*Task goal:*
Please rewrite the data below as a numbered list, one line per item, leaving out any blank lines.

*Source material:*
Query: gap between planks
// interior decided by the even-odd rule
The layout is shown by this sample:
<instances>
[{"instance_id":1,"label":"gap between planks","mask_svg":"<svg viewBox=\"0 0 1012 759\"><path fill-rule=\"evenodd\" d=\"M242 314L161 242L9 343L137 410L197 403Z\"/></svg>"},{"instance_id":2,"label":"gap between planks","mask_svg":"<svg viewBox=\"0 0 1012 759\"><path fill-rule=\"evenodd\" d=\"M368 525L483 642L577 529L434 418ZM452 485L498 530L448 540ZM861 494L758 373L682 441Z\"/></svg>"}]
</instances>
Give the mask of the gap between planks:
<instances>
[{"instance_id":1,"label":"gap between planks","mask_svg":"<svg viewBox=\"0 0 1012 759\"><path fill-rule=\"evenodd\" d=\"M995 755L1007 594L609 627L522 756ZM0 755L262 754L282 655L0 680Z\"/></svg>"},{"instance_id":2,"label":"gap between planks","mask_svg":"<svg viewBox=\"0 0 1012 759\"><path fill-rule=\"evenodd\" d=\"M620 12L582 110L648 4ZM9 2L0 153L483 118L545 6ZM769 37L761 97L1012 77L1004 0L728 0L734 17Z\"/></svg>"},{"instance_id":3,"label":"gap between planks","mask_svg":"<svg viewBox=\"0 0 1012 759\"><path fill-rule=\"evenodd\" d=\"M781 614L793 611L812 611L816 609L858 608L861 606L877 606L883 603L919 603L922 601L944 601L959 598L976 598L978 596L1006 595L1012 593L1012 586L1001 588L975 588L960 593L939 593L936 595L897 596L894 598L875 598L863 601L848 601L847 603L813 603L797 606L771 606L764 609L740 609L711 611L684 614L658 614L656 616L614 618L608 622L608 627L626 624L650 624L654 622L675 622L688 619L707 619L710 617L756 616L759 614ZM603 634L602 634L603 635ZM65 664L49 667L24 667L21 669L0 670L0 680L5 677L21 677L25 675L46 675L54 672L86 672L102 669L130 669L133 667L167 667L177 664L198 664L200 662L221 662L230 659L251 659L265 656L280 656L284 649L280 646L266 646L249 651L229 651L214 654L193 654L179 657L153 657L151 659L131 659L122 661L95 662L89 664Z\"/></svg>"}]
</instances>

*Response:*
1. Query: gap between planks
2. // interior decided by the even-odd rule
3. The layout is shown by this sample:
4. <instances>
5. [{"instance_id":1,"label":"gap between planks","mask_svg":"<svg viewBox=\"0 0 1012 759\"><path fill-rule=\"evenodd\" d=\"M242 314L161 242L9 343L137 410L197 403Z\"/></svg>"},{"instance_id":2,"label":"gap between planks","mask_svg":"<svg viewBox=\"0 0 1012 759\"><path fill-rule=\"evenodd\" d=\"M368 525L483 642L577 529L434 418ZM452 485L498 530L448 540ZM861 494L758 373L682 441Z\"/></svg>"}]
6. </instances>
7. Give the mask of the gap between planks:
8. <instances>
9. [{"instance_id":1,"label":"gap between planks","mask_svg":"<svg viewBox=\"0 0 1012 759\"><path fill-rule=\"evenodd\" d=\"M995 755L1007 594L609 627L522 756ZM0 755L262 754L282 655L0 680Z\"/></svg>"},{"instance_id":2,"label":"gap between planks","mask_svg":"<svg viewBox=\"0 0 1012 759\"><path fill-rule=\"evenodd\" d=\"M620 12L582 110L648 4ZM9 2L0 153L483 118L545 6ZM769 37L761 97L1012 77L1004 0L728 0L734 17Z\"/></svg>"},{"instance_id":3,"label":"gap between planks","mask_svg":"<svg viewBox=\"0 0 1012 759\"><path fill-rule=\"evenodd\" d=\"M781 614L793 611L812 611L816 609L858 608L861 606L877 606L883 603L919 603L922 601L944 601L959 598L976 598L978 596L1006 595L1012 593L1012 586L1001 588L975 588L960 593L939 593L936 595L897 596L894 598L875 598L863 601L848 601L847 603L813 603L797 606L771 606L764 609L740 609L711 611L684 614L658 614L656 616L614 618L608 622L608 627L626 624L650 624L654 622L675 622L688 619L707 619L710 617L756 616L759 614ZM603 634L602 634L603 635ZM65 664L49 667L24 667L21 669L0 670L0 680L5 677L21 677L25 675L46 675L54 672L86 672L102 669L130 669L133 667L167 667L177 664L198 664L200 662L221 662L230 659L251 659L265 656L280 656L284 649L280 646L266 646L249 651L229 651L214 654L193 654L179 657L153 657L151 659L131 659L122 661L95 662L89 664Z\"/></svg>"}]
10. </instances>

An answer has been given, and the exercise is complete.